Exercise details → Extract each line of the records below that contains the string "rocky".

* START Stored rows *

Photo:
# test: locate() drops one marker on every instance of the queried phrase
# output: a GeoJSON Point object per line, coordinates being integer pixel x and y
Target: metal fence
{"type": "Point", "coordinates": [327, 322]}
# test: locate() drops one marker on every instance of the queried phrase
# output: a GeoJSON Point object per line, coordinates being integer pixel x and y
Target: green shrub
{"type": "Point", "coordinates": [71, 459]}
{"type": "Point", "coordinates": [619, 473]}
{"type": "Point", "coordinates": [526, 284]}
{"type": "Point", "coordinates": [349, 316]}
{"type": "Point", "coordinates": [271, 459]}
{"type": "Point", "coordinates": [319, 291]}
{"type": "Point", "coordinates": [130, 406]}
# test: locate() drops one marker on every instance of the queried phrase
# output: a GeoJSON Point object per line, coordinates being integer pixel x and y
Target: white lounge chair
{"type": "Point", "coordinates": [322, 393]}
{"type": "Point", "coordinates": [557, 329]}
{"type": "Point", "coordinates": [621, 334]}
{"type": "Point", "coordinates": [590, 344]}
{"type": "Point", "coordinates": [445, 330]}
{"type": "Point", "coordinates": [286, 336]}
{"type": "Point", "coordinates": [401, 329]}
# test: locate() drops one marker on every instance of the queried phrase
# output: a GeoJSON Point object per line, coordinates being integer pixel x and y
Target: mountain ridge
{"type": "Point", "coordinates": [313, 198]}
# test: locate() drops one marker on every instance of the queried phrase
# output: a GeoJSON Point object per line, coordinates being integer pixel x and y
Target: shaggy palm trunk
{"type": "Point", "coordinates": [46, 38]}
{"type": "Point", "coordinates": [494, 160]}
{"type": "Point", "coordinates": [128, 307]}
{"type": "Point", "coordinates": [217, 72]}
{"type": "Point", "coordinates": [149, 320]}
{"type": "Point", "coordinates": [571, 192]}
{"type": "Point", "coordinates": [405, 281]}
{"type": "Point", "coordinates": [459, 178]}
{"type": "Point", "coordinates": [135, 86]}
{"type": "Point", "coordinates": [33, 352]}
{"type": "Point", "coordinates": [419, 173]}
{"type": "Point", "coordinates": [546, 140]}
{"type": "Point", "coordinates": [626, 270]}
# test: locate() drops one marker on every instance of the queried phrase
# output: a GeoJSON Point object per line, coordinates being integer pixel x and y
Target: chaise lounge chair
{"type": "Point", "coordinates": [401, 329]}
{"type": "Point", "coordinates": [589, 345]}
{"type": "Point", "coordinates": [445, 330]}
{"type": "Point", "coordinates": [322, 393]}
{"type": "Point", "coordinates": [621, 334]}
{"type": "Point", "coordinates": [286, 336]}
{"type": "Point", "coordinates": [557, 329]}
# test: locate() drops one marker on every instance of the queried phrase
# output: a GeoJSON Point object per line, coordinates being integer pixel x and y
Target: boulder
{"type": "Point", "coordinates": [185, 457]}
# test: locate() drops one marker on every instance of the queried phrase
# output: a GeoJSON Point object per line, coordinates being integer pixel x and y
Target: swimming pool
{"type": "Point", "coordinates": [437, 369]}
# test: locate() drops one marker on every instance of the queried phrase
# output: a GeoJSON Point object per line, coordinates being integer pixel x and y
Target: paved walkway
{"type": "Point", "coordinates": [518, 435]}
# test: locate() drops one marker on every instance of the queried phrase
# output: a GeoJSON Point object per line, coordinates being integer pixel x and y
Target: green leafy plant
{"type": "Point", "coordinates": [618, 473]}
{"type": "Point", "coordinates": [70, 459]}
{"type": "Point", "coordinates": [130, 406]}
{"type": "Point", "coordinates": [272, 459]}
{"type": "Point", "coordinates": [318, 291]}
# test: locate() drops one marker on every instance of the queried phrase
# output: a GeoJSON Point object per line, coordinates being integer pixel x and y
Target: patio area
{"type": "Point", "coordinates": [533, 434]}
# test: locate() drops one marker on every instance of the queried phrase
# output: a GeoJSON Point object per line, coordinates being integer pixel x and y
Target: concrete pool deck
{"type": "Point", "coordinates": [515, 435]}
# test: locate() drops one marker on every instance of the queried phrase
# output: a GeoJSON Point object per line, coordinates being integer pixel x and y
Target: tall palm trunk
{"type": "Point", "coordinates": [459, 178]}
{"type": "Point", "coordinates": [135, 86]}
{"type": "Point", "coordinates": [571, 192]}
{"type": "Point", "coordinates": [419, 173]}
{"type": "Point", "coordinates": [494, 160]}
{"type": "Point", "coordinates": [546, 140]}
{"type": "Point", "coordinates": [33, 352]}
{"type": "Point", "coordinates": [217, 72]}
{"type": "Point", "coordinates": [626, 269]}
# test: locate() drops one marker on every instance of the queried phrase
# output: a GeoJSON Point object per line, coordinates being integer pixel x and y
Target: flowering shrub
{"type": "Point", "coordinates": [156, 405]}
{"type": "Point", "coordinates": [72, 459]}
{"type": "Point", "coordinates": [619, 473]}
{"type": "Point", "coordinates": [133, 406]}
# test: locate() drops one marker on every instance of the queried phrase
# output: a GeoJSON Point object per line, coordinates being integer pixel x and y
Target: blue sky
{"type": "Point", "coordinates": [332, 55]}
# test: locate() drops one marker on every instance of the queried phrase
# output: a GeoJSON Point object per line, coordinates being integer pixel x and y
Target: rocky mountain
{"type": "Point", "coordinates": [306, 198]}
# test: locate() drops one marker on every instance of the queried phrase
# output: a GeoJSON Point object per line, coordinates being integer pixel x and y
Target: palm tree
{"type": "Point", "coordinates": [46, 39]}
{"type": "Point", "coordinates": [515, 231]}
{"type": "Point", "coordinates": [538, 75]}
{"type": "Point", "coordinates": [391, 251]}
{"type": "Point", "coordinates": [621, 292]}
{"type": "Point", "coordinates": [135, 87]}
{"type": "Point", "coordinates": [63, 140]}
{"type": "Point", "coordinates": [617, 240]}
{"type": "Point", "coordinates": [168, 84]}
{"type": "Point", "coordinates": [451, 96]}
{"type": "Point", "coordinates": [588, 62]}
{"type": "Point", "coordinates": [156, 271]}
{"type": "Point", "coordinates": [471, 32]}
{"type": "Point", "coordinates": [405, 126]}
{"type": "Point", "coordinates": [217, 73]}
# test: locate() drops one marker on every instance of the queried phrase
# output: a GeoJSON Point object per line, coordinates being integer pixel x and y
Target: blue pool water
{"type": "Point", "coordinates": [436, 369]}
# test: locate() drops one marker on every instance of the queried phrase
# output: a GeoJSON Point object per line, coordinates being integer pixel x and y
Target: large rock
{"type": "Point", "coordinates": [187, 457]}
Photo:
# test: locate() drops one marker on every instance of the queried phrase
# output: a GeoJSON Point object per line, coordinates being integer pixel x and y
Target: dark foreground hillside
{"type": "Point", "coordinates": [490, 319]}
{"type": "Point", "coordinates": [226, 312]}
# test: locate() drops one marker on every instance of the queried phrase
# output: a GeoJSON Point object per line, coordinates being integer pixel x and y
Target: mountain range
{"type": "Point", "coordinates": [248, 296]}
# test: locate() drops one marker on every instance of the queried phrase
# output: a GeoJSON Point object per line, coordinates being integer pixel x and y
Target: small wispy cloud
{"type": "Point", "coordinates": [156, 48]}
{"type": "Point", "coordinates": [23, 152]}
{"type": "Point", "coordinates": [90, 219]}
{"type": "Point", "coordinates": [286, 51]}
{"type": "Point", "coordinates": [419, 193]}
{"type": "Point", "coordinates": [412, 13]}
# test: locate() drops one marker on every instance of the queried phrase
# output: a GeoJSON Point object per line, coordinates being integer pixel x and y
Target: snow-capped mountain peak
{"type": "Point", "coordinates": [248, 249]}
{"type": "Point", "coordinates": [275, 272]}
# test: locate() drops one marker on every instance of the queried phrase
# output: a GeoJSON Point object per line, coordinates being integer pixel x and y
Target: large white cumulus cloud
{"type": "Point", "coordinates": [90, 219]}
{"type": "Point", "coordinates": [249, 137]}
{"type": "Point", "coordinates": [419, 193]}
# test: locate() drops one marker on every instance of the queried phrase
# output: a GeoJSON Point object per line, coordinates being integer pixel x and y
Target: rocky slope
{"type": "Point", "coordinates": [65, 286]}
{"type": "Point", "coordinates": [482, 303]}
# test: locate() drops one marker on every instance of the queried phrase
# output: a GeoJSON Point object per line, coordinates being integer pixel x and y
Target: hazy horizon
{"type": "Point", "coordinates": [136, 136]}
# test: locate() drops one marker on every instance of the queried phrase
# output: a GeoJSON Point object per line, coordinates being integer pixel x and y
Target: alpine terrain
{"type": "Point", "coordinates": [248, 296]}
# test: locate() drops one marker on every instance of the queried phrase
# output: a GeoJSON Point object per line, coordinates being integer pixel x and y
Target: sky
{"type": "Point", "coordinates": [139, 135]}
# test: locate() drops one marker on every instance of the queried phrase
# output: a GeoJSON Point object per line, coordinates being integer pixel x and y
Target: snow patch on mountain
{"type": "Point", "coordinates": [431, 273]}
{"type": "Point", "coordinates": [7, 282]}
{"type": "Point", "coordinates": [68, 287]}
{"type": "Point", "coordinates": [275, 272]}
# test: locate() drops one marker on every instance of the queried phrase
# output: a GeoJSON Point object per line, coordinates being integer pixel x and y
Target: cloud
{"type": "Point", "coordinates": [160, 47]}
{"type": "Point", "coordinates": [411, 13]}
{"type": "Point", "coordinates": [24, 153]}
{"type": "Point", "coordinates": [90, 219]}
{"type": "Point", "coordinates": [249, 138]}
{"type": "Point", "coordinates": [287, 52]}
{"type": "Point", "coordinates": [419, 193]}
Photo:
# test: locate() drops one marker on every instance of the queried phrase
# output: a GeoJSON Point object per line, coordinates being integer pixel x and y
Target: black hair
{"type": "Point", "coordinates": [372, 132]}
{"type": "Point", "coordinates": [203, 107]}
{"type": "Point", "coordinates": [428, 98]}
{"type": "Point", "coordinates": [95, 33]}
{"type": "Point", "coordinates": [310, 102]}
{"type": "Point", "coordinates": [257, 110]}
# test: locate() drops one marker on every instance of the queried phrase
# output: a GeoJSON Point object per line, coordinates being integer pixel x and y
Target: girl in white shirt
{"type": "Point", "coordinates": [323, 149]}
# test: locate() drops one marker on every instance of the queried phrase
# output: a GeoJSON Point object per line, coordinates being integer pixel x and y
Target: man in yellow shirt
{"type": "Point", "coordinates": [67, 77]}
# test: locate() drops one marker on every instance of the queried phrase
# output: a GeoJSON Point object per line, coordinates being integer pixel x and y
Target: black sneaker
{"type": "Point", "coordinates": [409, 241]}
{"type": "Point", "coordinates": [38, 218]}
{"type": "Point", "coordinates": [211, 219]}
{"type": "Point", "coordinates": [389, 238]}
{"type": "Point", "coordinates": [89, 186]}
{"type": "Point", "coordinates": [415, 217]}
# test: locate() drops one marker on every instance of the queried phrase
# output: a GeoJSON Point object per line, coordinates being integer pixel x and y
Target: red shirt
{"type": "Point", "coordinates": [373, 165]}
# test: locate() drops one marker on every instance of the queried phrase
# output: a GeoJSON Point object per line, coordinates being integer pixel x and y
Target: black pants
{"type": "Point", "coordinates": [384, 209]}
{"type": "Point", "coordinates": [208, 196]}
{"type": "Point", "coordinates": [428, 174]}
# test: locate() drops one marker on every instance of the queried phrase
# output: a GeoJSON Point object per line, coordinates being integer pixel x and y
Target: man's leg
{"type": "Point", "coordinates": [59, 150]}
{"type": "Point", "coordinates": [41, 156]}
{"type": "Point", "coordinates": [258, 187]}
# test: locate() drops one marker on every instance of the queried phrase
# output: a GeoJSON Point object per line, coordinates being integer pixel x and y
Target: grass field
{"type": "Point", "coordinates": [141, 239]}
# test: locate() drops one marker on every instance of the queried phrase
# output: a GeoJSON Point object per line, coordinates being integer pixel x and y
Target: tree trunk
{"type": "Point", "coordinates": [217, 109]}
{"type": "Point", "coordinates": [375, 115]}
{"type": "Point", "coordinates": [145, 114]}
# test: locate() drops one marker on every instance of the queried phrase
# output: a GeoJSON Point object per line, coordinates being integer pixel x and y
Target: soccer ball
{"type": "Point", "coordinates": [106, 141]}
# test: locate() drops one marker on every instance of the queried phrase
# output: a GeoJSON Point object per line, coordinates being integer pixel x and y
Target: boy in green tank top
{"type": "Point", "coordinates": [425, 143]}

* END Stored rows *

Written solution →
Target: rocky mountain
Target: rocky slope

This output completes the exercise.